··· DATA SUPPLIED

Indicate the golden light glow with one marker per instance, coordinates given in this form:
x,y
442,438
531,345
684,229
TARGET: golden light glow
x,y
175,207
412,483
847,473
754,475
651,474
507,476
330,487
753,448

······

**EXERCISE AIM**:
Rewrite the listing above as a JSON list of strings, with one string per line and blank lines dropped.

**THE RESULT**:
[
  "Indicate the golden light glow with one marker per instance, coordinates given in this form:",
  "x,y",
  "442,438",
  "531,345",
  "684,229",
  "TARGET: golden light glow",
  "x,y",
  "175,207",
  "412,483",
  "847,473",
  "754,475",
  "651,474",
  "507,476",
  "330,487",
  "753,448"
]